▶ **CHALLENGE**: Format each line of the items below as one entry in a numbered list, omitting any blank lines.

════════

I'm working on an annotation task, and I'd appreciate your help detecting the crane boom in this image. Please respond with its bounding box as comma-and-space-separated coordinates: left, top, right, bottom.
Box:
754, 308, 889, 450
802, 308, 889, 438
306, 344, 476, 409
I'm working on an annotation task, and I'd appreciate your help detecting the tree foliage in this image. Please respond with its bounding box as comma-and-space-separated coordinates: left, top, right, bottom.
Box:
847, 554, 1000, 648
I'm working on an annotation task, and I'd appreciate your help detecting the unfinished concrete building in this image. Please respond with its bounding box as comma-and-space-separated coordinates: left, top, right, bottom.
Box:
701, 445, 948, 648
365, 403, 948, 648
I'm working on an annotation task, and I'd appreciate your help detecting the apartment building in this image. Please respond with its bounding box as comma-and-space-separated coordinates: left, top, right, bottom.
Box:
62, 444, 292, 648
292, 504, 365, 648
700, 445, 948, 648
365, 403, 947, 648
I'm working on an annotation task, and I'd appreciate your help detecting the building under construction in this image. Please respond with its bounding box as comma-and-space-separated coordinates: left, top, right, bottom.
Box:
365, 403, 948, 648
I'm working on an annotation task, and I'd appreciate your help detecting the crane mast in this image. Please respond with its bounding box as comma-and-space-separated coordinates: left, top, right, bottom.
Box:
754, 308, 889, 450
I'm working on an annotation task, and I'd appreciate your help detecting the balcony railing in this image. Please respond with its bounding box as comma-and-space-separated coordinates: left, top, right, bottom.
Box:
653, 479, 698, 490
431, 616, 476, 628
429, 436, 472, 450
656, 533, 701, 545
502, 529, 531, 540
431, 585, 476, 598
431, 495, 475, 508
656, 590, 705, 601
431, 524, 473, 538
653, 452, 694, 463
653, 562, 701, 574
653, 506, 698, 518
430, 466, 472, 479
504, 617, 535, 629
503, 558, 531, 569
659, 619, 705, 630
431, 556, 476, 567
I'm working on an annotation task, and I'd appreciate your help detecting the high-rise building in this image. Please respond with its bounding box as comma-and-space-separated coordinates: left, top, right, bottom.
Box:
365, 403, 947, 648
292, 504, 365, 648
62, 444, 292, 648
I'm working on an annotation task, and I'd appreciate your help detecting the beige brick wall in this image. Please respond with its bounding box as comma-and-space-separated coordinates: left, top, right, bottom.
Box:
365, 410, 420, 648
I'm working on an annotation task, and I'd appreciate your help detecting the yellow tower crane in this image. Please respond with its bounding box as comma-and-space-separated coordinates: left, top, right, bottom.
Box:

════════

▶ **TASK OUTPUT**:
1. I'm working on an annotation task, and I'd appreciate your help detecting the crane boom in this image. Please respond with its bounding box as comma-and-space-separated coordinates: left, top, right, bottom.
2. Box:
3. 754, 308, 889, 450
4. 802, 308, 889, 438
5. 306, 344, 476, 409
6. I'm working on an annotation task, and I'd appreciate your help detecting the tree foliage in this image. Please respond with its bounding box as comma-and-space-separated coordinates: left, top, right, bottom.
7. Box:
8. 847, 554, 1000, 648
9. I'm working on an annotation task, and I'd appreciate your help detecting the unfinished concrete building in this image. Please respond with its bounding box as comma-and-space-separated coordinates: left, top, right, bottom.
10. Box:
11. 701, 445, 948, 648
12. 365, 403, 948, 648
13. I'm working on an annotation task, and I'd appreciate your help detecting the apartment building in this image. Please respond with its bounding box as comma-and-space-separated coordinates: left, top, right, bottom.
14. Box:
15. 62, 444, 292, 648
16. 292, 504, 365, 648
17. 700, 445, 948, 648
18. 365, 403, 947, 648
19. I'm working on an annotation task, and I'd appreciate your help detecting the building under construction in this image. Please respond with its bounding box as comma-and-space-separated coordinates: left, top, right, bottom.
20. Box:
21. 365, 403, 948, 648
22. I'm working on an annotation task, and I'd appreciate your help detecting the crane mast in this image. Please respond with its bounding box as comma-and-space-separated coordinates: left, top, right, bottom.
23. Box:
24. 754, 308, 889, 450
25. I'm working on an annotation task, and I'd appreciate your help detecting the balcony railing in this image. Please respond with its bounding box as comma-and-space-separated coordinates: left, top, right, bottom.
26. Box:
27. 653, 479, 698, 490
28. 431, 616, 476, 628
29. 429, 436, 472, 450
30. 656, 533, 701, 545
31. 502, 529, 531, 540
32. 431, 585, 476, 598
33. 431, 495, 475, 508
34. 656, 590, 705, 601
35. 431, 524, 473, 538
36. 653, 452, 694, 463
37. 653, 562, 701, 574
38. 653, 506, 698, 518
39. 430, 466, 472, 479
40. 504, 617, 535, 629
41. 503, 558, 531, 569
42. 659, 619, 705, 630
43. 431, 556, 476, 567
44. I'm working on an annotation task, and I'd appreciate your help detecting the high-rise building in this image. Please respond with its bounding box as comma-and-space-separated coordinates: left, top, right, bottom.
45. Box:
46. 365, 403, 947, 648
47. 292, 504, 365, 648
48. 62, 444, 292, 648
49. I'm working on an annotation task, and I'd appreciate your help detecting the beige brick wall in this image. Please respond with its bounding box as comma-and-space-separated coordinates: left, top, right, bottom.
50. Box:
51. 365, 410, 420, 648
52. I'm working on an annotation task, and I'd appreciate your help detecting the yellow tower crane in this image. Please respond with its bounding box as comma-and-space-separated coordinates: left, top, right, bottom.
53. Box:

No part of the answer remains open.